◆ **WHAT TO WORK ON**
Look through the records below, and whenever a line contains "white", copy it.

◆ **DATA SUPPLIED**

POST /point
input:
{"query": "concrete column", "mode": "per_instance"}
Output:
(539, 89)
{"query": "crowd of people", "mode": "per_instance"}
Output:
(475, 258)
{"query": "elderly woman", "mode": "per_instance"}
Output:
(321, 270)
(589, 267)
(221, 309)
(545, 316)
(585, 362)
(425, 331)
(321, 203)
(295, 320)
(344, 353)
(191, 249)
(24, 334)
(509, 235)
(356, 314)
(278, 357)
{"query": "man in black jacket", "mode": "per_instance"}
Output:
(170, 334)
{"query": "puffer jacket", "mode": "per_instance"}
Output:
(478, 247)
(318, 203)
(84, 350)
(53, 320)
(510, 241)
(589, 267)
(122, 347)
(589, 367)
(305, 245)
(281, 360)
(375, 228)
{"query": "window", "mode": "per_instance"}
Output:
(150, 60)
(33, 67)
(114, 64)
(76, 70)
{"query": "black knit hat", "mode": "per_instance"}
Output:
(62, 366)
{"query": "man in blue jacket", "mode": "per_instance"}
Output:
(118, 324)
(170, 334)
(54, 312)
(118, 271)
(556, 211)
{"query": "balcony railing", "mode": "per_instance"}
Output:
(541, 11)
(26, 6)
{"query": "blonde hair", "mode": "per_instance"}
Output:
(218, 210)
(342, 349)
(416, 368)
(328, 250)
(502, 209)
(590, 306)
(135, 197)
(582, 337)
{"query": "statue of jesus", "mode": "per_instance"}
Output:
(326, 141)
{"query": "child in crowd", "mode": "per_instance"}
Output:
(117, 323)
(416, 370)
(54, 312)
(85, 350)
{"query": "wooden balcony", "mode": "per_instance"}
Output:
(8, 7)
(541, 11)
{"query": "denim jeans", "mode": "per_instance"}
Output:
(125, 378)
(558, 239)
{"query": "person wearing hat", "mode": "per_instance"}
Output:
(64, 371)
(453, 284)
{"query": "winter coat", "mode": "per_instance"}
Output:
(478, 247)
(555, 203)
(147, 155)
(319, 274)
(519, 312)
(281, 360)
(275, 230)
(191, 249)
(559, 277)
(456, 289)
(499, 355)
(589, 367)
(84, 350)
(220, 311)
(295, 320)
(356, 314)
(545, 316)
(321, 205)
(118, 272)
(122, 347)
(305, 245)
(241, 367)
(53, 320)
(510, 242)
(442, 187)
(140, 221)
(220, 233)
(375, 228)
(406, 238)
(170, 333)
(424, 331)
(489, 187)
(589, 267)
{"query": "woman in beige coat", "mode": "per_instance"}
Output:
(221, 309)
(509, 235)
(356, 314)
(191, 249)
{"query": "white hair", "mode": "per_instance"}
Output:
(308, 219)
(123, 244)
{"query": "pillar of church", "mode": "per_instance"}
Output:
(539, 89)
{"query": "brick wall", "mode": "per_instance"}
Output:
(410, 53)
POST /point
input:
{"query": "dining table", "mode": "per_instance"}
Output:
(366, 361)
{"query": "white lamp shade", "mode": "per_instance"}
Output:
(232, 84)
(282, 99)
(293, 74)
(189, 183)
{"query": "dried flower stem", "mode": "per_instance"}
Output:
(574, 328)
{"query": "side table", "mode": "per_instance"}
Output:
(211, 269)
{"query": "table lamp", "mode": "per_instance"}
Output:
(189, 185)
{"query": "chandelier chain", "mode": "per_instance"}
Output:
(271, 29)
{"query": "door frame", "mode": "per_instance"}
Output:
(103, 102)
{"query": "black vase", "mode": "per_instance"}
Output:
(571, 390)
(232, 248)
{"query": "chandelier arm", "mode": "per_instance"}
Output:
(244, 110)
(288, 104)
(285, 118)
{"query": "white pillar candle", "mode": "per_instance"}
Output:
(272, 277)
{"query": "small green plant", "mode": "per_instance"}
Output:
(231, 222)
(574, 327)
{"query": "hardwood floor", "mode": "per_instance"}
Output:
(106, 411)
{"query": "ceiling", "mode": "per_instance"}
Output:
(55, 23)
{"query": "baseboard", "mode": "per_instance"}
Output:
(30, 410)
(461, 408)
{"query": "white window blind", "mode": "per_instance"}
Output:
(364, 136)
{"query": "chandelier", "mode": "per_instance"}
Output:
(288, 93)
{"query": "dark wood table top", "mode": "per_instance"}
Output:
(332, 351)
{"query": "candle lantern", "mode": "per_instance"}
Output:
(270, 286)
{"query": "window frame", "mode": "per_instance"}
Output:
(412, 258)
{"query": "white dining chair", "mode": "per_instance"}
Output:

◆ **EXERCISE OUTPUT**
{"query": "white hair", "mode": "per_instance"}
{"query": "white lamp shade", "mode": "per_instance"}
{"query": "white pillar candle", "mode": "per_instance"}
{"query": "white window blind", "mode": "per_instance"}
{"query": "white dining chair", "mode": "per_instance"}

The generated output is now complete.